++++ Selected text ++++

As soon as practicable after receipt of notification of exercise and full payment, the Company shall deliver, or cause to be delivered, to or on behalf of the Grantee, in the name of the Grantee or other appropriate recipient, Share certificates for the number of shares purchased under the Stock Option.
 
Subject to Section 5.2, during the lifetime of a Grantee, each Option granted to him shall be exercisable only by the Grantee (or his legal guardian in the event of his disability) or by a broker-dealer acting on his behalf pursuant to a cashless exercise under the foregoing provisions of this Section 2.3(a).
 
(b) Restrictions on Share Transferability.  The Committee may impose such restrictions on any grant of Stock Options or on any shares acquired pursuant to the exercise of a Stock Option as it may deem advisable, including, without limitation, restrictions under (i) any buy/sell agreement or right of first refusal, non-competition, and any other agreement between the Company and any of its securities holders or Employees, (ii) any applicable federal securities laws, (iii) the requirements of any stock exchange or market upon which such shares are then listed and/or traded, or (iv) any blue sky or state securities law applicable to such shares. Any certificate issued to evidence shares issued upon the exercise of an Incentive Award may bear such legends and statements as the Committee shall deem advisable to assure compliance with federal and state laws and regulations.
 
Any Grantee or other person exercising an Incentive Award may be required by the Committee to give a written representation that the Incentive Award and the shares subject to the Incentive Award will be acquired for investment and not with a view to public distribution; provided, however, that the Committee, in its sole discretion, may release any person receiving an Incentive Award from any such representations either prior to or subsequent to the exercise of the Incentive Award.
 
(c) Notification of Disqualifying Disposition of Shares from Incentive Stock Options.  Notwithstanding any other provision of the Plan, a Grantee who disposes of shares of Common Stock acquired upon the exercise of an Incentive Stock Option by a sale or exchange either (i) within two (2) years after the date of the grant of the Incentive Stock Option under which the shares were acquired or (ii) within one (1) year after the transfer of such shares to him pursuant to exercise, shall promptly notify the Company of such disposition, the amount realized and his adjusted basis in such shares.

++++ Provided material ++++

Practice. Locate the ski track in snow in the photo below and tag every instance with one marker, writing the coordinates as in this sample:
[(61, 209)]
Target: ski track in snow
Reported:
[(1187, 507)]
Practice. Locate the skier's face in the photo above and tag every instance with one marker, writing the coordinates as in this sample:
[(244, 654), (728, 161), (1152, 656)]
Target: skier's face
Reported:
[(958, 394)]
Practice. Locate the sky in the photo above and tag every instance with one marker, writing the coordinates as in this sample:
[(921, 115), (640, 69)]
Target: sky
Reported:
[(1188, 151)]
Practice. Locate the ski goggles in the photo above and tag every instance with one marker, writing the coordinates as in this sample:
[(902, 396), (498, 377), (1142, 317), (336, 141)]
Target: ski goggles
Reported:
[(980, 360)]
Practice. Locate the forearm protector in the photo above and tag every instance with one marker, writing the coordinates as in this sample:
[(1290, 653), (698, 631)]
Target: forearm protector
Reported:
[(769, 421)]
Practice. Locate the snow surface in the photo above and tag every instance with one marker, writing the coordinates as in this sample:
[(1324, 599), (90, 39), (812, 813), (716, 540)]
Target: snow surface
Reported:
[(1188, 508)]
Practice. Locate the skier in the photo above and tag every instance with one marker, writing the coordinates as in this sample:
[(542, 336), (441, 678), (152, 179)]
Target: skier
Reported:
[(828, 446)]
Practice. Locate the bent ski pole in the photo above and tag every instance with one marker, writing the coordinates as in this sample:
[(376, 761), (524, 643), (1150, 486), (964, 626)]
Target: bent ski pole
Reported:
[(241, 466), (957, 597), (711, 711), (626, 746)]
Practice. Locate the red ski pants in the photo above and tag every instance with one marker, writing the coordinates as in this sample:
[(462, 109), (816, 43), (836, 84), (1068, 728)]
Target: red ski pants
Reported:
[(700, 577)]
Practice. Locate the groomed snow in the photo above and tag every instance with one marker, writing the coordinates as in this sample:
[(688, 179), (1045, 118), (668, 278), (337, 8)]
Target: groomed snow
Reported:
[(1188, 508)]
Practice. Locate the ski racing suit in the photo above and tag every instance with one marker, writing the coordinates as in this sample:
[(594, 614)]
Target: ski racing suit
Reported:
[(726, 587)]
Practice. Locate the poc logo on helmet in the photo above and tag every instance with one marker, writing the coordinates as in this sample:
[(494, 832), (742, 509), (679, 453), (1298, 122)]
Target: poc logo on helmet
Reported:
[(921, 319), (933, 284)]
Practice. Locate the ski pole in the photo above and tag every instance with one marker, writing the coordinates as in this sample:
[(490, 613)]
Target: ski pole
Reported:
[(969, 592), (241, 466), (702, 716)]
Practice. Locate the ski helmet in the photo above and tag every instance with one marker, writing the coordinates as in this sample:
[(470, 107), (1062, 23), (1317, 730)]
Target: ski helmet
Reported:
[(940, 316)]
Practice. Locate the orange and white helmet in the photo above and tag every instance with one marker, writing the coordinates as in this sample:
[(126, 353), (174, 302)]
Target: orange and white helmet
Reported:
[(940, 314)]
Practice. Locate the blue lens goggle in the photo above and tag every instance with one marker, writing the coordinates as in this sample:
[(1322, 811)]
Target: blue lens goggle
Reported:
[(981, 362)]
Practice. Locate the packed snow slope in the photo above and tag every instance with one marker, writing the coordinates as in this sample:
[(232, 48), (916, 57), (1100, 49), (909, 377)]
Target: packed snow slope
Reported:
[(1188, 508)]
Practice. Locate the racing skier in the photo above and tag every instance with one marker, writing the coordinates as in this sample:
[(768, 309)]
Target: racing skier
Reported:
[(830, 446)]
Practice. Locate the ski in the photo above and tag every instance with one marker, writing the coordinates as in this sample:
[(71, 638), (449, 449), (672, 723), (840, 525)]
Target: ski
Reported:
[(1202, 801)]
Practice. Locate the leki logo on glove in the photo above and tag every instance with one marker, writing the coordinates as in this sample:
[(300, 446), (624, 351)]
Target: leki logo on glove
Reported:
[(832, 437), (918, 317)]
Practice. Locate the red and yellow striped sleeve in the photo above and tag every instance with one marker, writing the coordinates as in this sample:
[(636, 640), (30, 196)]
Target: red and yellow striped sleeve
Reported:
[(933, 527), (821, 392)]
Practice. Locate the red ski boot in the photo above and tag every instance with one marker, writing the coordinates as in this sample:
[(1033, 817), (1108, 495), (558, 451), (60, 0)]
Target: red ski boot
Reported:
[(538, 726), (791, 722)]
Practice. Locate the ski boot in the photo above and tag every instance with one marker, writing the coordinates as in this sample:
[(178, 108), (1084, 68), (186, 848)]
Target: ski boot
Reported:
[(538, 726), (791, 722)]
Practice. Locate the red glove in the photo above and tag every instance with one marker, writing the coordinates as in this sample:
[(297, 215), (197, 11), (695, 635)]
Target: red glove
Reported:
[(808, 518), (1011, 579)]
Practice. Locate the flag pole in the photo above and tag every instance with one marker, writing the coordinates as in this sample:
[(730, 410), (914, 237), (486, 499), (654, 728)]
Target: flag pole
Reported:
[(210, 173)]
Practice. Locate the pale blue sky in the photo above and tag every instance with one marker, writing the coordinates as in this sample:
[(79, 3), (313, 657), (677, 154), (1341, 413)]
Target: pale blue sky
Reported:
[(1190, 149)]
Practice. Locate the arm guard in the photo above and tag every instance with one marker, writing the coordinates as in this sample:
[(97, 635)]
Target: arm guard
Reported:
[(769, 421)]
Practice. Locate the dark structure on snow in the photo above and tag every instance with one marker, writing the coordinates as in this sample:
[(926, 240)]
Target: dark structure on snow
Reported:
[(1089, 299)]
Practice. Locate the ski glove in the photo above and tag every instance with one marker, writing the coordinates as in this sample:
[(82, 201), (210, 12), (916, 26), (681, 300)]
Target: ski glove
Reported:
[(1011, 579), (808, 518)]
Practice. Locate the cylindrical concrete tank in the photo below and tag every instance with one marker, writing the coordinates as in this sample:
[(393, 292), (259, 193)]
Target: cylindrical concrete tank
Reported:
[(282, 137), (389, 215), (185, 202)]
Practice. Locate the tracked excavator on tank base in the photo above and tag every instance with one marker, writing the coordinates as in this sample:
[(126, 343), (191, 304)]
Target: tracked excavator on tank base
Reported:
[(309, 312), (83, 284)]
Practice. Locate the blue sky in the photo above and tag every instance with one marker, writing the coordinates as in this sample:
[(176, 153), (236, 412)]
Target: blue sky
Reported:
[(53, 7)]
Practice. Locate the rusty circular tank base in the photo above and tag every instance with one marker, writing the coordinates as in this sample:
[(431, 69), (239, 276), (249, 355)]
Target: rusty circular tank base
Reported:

++++

Work instructions:
A – Reproduce the stock option plan text word for word, starting at the words "Subject to Section 5.2, during" and ending after the words "of this Section 2.3(a).".
B – Carry the stock option plan text forward, starting after its final sentence.

Answers for the tasks:
A –
Subject to Section 5.2, during the lifetime of a Grantee, each Option granted to him shall be exercisable only by the Grantee (or his legal guardian in the event of his disability) or by a broker-dealer acting on his behalf pursuant to a cashless exercise under the foregoing provisions of this Section 2.3(a).

B –
 
(d) Proceeds of Option Exercise.  The proceeds received by the Company from the sale of shares pursuant to Stock Options exercised under the Plan shall be used for general corporate purposes.
 
SECTION 3.  
 
RESTRICTED STOCK
 
3.1   Award of Restricted Stock
 
(a) Grant.  In consideration of the performance of services by any Grantee who is an Employee, Consultant or Outside Director, shares of Restricted Stock may be awarded under the Plan by the Committee with such restrictions during the Restriction Period as the Committee may designate in its discretion, any of which restrictions may differ with respect to each particular Grantee. Restricted Stock may, at the discretion of the Committee, be awarded upon the satisfaction of performance objectives. The award or vesting of Restricted Stock may also, at the discretion of the Committee, be conditioned upon the achievement of Performance Goals in the same manner as provided in Section 4.3 with respect to Performance Awards. Restricted Stock shall be awarded for no additional consideration or such additional consideration as the Committee may determine, which consideration may be less than, equal to or more than the Fair Market Value of the shares of Restricted Stock on the grant date. The terms and conditions of each grant of Restricted Stock shall be evidenced by an Award Letter.
 
(b) Immediate Transfer Without Immediate Delivery of Restricted Stock.  Unless otherwise specified in the Grantee’s Award Letter, each Restricted Stock Award shall constitute an immediate transfer of the record and beneficial ownership of the shares of Restricted Stock to the Grantee in consideration of the performance of services entitling such Grantee to all voting and other ownership rights in such shares.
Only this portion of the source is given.